(Location labeling records)
######
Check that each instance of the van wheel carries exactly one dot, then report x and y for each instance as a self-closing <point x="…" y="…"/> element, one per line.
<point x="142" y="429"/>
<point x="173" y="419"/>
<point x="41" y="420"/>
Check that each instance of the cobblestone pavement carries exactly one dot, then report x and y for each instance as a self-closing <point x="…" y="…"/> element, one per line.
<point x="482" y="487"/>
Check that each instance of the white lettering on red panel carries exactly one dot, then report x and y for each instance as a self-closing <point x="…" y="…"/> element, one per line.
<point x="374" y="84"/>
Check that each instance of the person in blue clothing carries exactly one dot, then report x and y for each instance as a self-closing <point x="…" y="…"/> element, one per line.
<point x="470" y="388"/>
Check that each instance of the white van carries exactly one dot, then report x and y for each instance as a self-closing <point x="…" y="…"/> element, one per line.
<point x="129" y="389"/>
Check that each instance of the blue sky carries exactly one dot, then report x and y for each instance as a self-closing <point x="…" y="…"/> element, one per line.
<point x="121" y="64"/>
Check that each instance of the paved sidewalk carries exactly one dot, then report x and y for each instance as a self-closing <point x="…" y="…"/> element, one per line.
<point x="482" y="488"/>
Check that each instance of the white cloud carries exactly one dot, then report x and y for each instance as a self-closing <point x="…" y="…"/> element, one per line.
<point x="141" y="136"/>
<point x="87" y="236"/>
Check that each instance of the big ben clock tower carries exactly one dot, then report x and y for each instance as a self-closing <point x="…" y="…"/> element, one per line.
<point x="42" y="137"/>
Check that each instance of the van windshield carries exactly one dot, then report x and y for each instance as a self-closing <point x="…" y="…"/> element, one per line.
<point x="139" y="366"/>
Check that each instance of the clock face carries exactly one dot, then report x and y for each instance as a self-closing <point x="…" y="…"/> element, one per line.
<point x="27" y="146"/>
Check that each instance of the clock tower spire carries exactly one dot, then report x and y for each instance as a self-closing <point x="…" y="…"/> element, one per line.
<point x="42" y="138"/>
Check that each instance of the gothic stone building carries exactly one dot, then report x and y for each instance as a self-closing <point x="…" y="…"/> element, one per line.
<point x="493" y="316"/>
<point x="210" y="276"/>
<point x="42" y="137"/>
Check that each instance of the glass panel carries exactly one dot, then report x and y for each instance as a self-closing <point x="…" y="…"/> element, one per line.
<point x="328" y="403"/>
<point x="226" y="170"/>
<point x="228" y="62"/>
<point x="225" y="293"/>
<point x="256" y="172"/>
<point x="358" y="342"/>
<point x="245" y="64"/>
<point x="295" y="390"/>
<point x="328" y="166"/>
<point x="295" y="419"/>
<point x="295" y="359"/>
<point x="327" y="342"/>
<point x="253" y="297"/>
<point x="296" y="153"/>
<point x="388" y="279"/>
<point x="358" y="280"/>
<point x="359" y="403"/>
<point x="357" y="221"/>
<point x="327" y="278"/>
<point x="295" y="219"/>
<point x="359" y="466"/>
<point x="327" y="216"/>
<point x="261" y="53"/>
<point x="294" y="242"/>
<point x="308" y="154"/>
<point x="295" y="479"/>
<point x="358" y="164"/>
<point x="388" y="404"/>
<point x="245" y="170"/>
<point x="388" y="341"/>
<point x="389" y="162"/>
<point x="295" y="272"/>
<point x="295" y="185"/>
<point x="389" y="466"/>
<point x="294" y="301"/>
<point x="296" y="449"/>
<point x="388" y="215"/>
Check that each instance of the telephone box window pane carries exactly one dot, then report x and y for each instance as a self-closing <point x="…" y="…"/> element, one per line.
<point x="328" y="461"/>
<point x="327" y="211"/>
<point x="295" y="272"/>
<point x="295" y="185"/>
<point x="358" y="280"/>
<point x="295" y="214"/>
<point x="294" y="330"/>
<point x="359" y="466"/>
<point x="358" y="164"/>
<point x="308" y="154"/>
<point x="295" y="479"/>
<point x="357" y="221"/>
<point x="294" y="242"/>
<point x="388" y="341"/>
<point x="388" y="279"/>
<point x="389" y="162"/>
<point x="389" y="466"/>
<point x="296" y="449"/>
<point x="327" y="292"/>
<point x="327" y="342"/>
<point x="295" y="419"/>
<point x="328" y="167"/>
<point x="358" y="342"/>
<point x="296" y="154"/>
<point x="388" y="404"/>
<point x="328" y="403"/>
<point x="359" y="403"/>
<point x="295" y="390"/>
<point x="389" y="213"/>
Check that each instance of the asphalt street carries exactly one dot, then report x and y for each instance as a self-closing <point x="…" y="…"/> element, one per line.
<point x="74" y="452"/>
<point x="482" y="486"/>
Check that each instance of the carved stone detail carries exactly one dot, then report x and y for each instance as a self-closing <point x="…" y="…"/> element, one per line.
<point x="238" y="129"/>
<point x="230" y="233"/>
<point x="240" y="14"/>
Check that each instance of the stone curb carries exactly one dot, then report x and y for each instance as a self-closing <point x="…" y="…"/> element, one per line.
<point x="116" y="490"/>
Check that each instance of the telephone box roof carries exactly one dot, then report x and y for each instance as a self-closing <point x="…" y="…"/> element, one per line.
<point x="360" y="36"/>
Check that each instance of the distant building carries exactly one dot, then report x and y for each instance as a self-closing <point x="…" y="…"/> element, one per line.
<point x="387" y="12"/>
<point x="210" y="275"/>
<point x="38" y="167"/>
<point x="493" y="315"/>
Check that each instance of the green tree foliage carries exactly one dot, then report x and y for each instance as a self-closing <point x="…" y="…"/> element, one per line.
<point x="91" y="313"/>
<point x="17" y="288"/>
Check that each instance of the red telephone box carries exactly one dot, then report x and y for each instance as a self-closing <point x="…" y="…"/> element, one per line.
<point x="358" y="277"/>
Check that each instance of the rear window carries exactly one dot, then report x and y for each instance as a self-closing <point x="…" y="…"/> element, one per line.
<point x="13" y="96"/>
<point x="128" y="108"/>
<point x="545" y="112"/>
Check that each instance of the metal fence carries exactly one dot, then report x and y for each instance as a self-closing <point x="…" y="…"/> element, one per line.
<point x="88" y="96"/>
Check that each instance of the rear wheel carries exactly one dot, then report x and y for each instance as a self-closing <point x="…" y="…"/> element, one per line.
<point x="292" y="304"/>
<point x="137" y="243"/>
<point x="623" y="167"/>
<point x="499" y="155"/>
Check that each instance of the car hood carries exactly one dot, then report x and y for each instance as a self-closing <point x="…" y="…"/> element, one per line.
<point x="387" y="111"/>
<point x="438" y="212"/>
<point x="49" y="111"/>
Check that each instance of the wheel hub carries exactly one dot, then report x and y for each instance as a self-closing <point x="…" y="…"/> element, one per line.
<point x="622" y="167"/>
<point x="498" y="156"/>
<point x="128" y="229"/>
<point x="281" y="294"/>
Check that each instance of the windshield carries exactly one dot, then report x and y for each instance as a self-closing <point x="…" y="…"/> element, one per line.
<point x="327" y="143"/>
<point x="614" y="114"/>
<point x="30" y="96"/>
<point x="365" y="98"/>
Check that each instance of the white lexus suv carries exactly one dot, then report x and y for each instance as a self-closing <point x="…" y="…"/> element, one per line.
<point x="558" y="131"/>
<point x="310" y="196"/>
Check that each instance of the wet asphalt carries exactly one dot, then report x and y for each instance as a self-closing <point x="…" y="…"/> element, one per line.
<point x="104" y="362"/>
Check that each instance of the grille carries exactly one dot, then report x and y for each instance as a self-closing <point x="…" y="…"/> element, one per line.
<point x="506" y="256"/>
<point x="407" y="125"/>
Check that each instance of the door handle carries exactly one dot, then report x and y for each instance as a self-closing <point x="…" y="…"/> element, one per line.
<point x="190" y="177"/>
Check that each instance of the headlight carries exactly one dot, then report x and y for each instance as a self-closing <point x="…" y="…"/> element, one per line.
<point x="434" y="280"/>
######
• Work to be completed
Return the listing above word for word.

• Solution for this exercise
Check that each instance of the van wheel carries exactly one dot, then report x and y for each instance as a self-closing <point x="…" y="…"/> element, one per line.
<point x="142" y="429"/>
<point x="173" y="419"/>
<point x="41" y="420"/>
Check that each instance of the cobblestone pavement carries exactly one dot, then report x and y for each instance as a self-closing <point x="…" y="…"/> element, one per line.
<point x="482" y="487"/>
Check that each instance of the white lettering on red panel carries exactly one dot, then report x and y for each instance as a self-closing <point x="…" y="…"/> element, one per line.
<point x="374" y="84"/>
Check that each instance of the person in blue clothing carries exactly one dot, then report x and y for each instance as a self-closing <point x="…" y="…"/> element, one per line.
<point x="470" y="388"/>
Check that each instance of the white van carries exactly one dot, then report x and y for each instance as a self-closing <point x="…" y="…"/> element, one per line.
<point x="129" y="389"/>
Check that each instance of the blue sky carries exactly one dot, then report x and y for each instance as a self-closing <point x="…" y="…"/> element, one per line.
<point x="121" y="64"/>
Check that each instance of the paved sidewalk carries exactly one dot, then report x and y for each instance as a self-closing <point x="…" y="…"/> element, one per line.
<point x="482" y="488"/>
Check that each instance of the white cloud carries exactly one dot, then report x and y for each instance as a self-closing <point x="…" y="…"/> element, one per line.
<point x="141" y="136"/>
<point x="87" y="236"/>
Check that each instance of the big ben clock tower carries exactly one dot, then report x and y for each instance as a self-closing <point x="…" y="…"/> element, one per line.
<point x="42" y="137"/>
Check that each instance of the van windshield carries exactly one dot, then report x and y for each instance as a self-closing <point x="…" y="…"/> element, one per line.
<point x="139" y="366"/>
Check that each instance of the clock face carries exactly one dot, then report x and y for each instance as a self-closing <point x="…" y="…"/> element, one per line.
<point x="27" y="146"/>
Check that each instance of the clock tower spire carries exactly one dot, then report x and y for each instance as a self-closing <point x="…" y="…"/> element, one per line.
<point x="42" y="138"/>
Check that each instance of the gothic stone building carries exactly one dot, then report x and y for each instance as a self-closing <point x="…" y="…"/> element, one per line.
<point x="493" y="316"/>
<point x="210" y="276"/>
<point x="42" y="137"/>
Check that each instance of the glass panel carries exactly one dot, then report x and y for each instance as a self-closing <point x="…" y="…"/> element, one per line.
<point x="328" y="403"/>
<point x="226" y="170"/>
<point x="228" y="62"/>
<point x="225" y="293"/>
<point x="256" y="172"/>
<point x="358" y="342"/>
<point x="245" y="64"/>
<point x="295" y="390"/>
<point x="328" y="166"/>
<point x="295" y="419"/>
<point x="295" y="359"/>
<point x="327" y="342"/>
<point x="253" y="297"/>
<point x="296" y="153"/>
<point x="388" y="279"/>
<point x="358" y="280"/>
<point x="359" y="403"/>
<point x="357" y="221"/>
<point x="327" y="278"/>
<point x="295" y="219"/>
<point x="359" y="466"/>
<point x="327" y="216"/>
<point x="261" y="53"/>
<point x="294" y="242"/>
<point x="308" y="154"/>
<point x="295" y="479"/>
<point x="358" y="164"/>
<point x="388" y="404"/>
<point x="245" y="170"/>
<point x="388" y="341"/>
<point x="389" y="162"/>
<point x="295" y="272"/>
<point x="295" y="185"/>
<point x="389" y="466"/>
<point x="294" y="301"/>
<point x="296" y="449"/>
<point x="388" y="215"/>
Check that each instance of the telephone box window pane carries exactly one dot, then report x and y for each instance as a self-closing <point x="…" y="…"/> element, one per line.
<point x="328" y="461"/>
<point x="327" y="211"/>
<point x="295" y="272"/>
<point x="295" y="185"/>
<point x="358" y="280"/>
<point x="295" y="214"/>
<point x="294" y="330"/>
<point x="359" y="466"/>
<point x="358" y="164"/>
<point x="308" y="154"/>
<point x="295" y="479"/>
<point x="357" y="221"/>
<point x="294" y="242"/>
<point x="388" y="341"/>
<point x="388" y="279"/>
<point x="389" y="162"/>
<point x="389" y="466"/>
<point x="296" y="449"/>
<point x="327" y="292"/>
<point x="327" y="342"/>
<point x="295" y="419"/>
<point x="328" y="167"/>
<point x="358" y="342"/>
<point x="296" y="154"/>
<point x="388" y="404"/>
<point x="328" y="403"/>
<point x="359" y="403"/>
<point x="295" y="390"/>
<point x="389" y="213"/>
Check that each instance of the asphalt street carries exactly one dot, then report x and y for each instance as a self-closing <point x="…" y="…"/> element, one per line.
<point x="74" y="452"/>
<point x="482" y="486"/>
Check that each instance of the carved stone detail carries exactly one dot, then report x and y for each instance as a self-closing <point x="…" y="…"/> element, one per line.
<point x="238" y="129"/>
<point x="230" y="233"/>
<point x="240" y="14"/>
Check that each instance of the stone curb carries exactly one dot, then report x and y for each instance as a self-closing <point x="…" y="…"/> element, one per line.
<point x="116" y="490"/>
Check that each instance of the telephone box roof carries exactly one dot, then report x and y for each instance as a self-closing <point x="…" y="…"/> element, one per line.
<point x="360" y="36"/>
Check that each instance of the distant building carries exactly one dot, then report x and y for each instance as a self-closing <point x="…" y="…"/> element, one per line.
<point x="387" y="12"/>
<point x="210" y="275"/>
<point x="38" y="167"/>
<point x="493" y="315"/>
Check that each instance of the green tree foliage carries exactly one dot, then report x and y for each instance as a self-closing <point x="…" y="…"/> element, one per line.
<point x="91" y="313"/>
<point x="17" y="288"/>
Check that each instance of the red telephone box carries exactly one dot, then report x and y for each instance as a self-closing <point x="…" y="…"/> element, one per line.
<point x="358" y="277"/>
Check that each instance of the rear window carries exactly one dot, then report x and y for each instance as a self-closing <point x="…" y="…"/> element, one per line.
<point x="13" y="96"/>
<point x="128" y="108"/>
<point x="545" y="112"/>
Check that each instance of the metal fence carries exactly one dot, then report x and y for each instance as a self-closing <point x="…" y="…"/> element, one per line.
<point x="88" y="96"/>
Check that each instance of the rear wheel carries exactly one dot, then report x and y for each instance as a self-closing <point x="…" y="…"/> element, one per line.
<point x="292" y="304"/>
<point x="137" y="243"/>
<point x="623" y="167"/>
<point x="499" y="155"/>
Check that each instance of the car hood carries exactly one dot, then report x and y for each instance as a self-closing <point x="…" y="…"/> element, one per line.
<point x="387" y="111"/>
<point x="438" y="212"/>
<point x="49" y="111"/>
Check that each instance of the wheel hub carries exactly one dot, then report x and y for each instance as a self-closing <point x="…" y="…"/> element, one per line.
<point x="622" y="167"/>
<point x="498" y="156"/>
<point x="128" y="229"/>
<point x="281" y="294"/>
Check that each instance of the windshield carries exactly one dot, then report x and y for each instance as a self-closing <point x="…" y="…"/> element, one per line.
<point x="327" y="143"/>
<point x="614" y="114"/>
<point x="30" y="96"/>
<point x="365" y="98"/>
Check that each instance of the white lexus suv carries exactly one dot, then report x and y for each instance as a self-closing <point x="…" y="…"/> element, one per line.
<point x="558" y="131"/>
<point x="310" y="196"/>
Check that each instance of the wet asphalt carries exactly one dot, then report x and y for each instance as a self-closing <point x="…" y="…"/> element, one per line.
<point x="104" y="362"/>
Check that each instance of the grille carries exactly one dot, then report x and y for each instance as a self-closing <point x="…" y="…"/> element, one per line.
<point x="506" y="256"/>
<point x="407" y="125"/>
Check that each instance of the door handle carries exactly one dot, then report x and y for each instance as a self-closing <point x="…" y="…"/> element, one per line.
<point x="190" y="177"/>
Check that each instance of the headlight carries exactly one dot, then report x and y for each instance as a self-closing <point x="…" y="…"/> element, one per line.
<point x="434" y="280"/>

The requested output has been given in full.